(VOTRE OBJECTIF) Pouvez-vous modifier l'extrait sur le jardin Hermannshof en remplaçant « Missouri » par « Texas », puis en redonner tout le passage qui va de « Juste au coin, la » jusqu'à « l'espèce Echinacea tennessensis. » ?

(EXTRAIT DU TEXTE)
★ ★ ★ ★

Juste au coin, la prairie sèche mixte vivaces-graminées, fleurit elle un peu plus tôt (c'est-à-dire maintenant) et j'y relève quelques "belles plantes" & autres curiosités : Digitalis parviflora, aux inflorescences bien droites brun foncé, ne manquant pas d'effet, Parthenium integrifolium, du Missouri, à fleurs en forme de petits boutons blanc cassé, et la Monarda fistulosa subsp. menthifolia, clin d'oeil à la vedette du dernier catalogue "printemps-été" de Promesse de Fleurs. Bien d'autres fleurs encore se détachent de cette prairie dominée par les Echinacea pallida, parmi les plus tolérants au sec avec l'espèce Echinacea tennessensis.
Sous un if vénérable où croît un gazon toujours bien vert et bien ras de Festuca gautieri, un groupe de Yucca filamentosa, variété smalliana, interpelle par sa floraison en clochettes blanches réunies sur des épis d'un mètre et demi de haut. C'est là la "pelouse steppique", c'est-à-dire une steppe avec un sol plus pauvre et plus sec encore que celui d'une steppe habituelle... Courageux yuccas !
Si jamais la route de vos vacances devait passer par cette belle région entre vignes et Rhin du Bade-Württemberg, arrêtez-vous vous aussi à Weinheim pour visiter Hermannshof, j'espère vous en avoir convaincu : ce jardin le mérite ! Il est ouvert tous les jours de 10h à 19h et cerise sur le gâteau, son accès est complètement gratuit ! (Voir ici les infos pratiques en allemand + anglais)
Christine, le 24 Juillet 2015
Magnifiques photos et commentaires toujours intéressants. Je suis vos billets avec avidité ! Beaucoup d'images sont parties immédiatement sur Pinterest pour les consulter plus tard.

★ ★ ★ ★

(DONNÉES FOURNIES)
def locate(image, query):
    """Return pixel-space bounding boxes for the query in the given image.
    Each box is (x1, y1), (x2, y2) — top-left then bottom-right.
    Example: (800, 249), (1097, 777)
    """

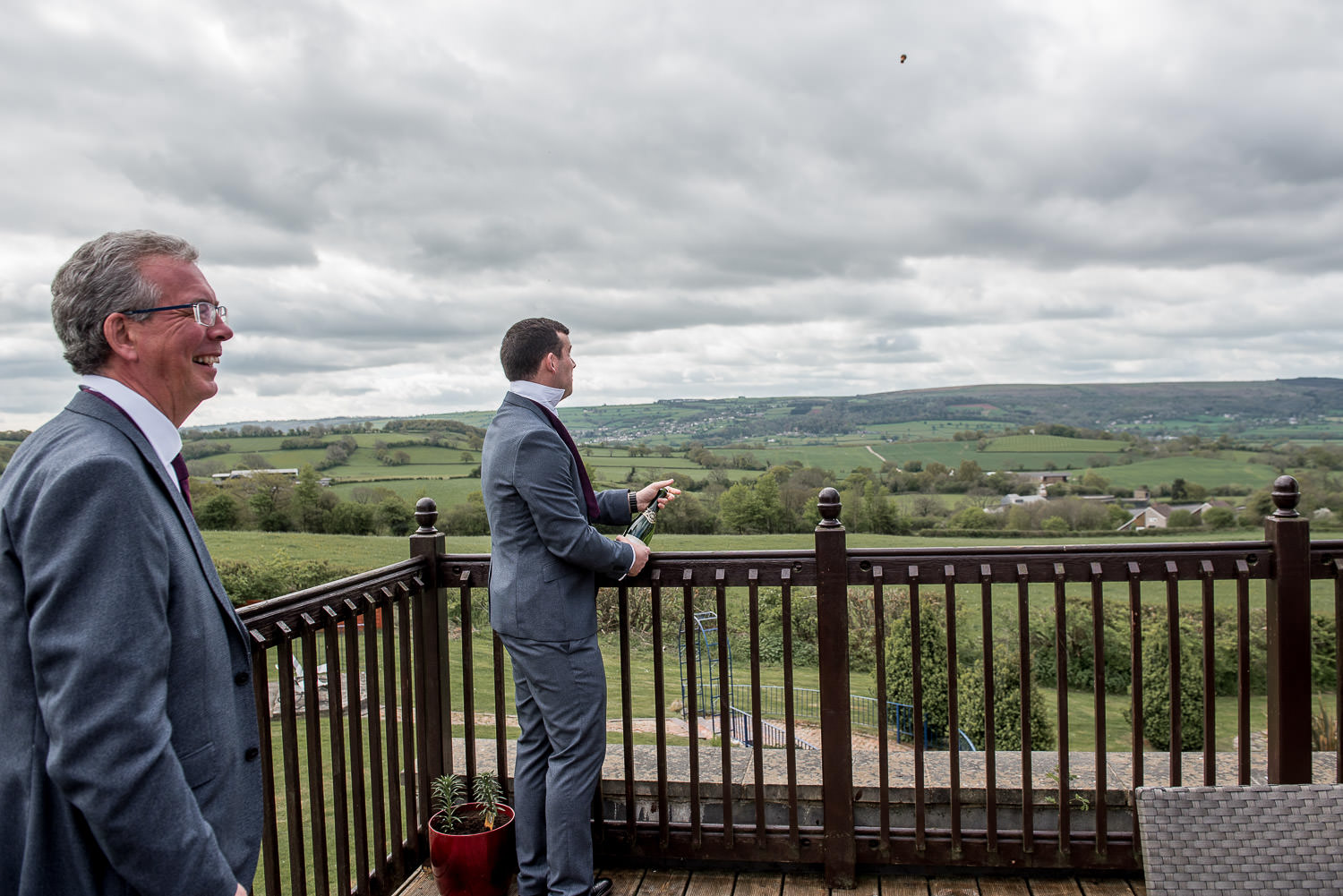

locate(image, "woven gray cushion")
(1138, 784), (1343, 896)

★ ★ ★ ★

(RÉPONSE)
Juste au coin, la prairie sèche mixte vivaces-graminées, fleurit elle un peu plus tôt (c'est-à-dire maintenant) et j'y relève quelques "belles plantes" & autres curiosités : Digitalis parviflora, aux inflorescences bien droites brun foncé, ne manquant pas d'effet, Parthenium integrifolium, du Texas, à fleurs en forme de petits boutons blanc cassé, et la Monarda fistulosa subsp. menthifolia, clin d'oeil à la vedette du dernier catalogue "printemps-été" de Promesse de Fleurs. Bien d'autres fleurs encore se détachent de cette prairie dominée par les Echinacea pallida, parmi les plus tolérants au sec avec l'espèce Echinacea tennessensis.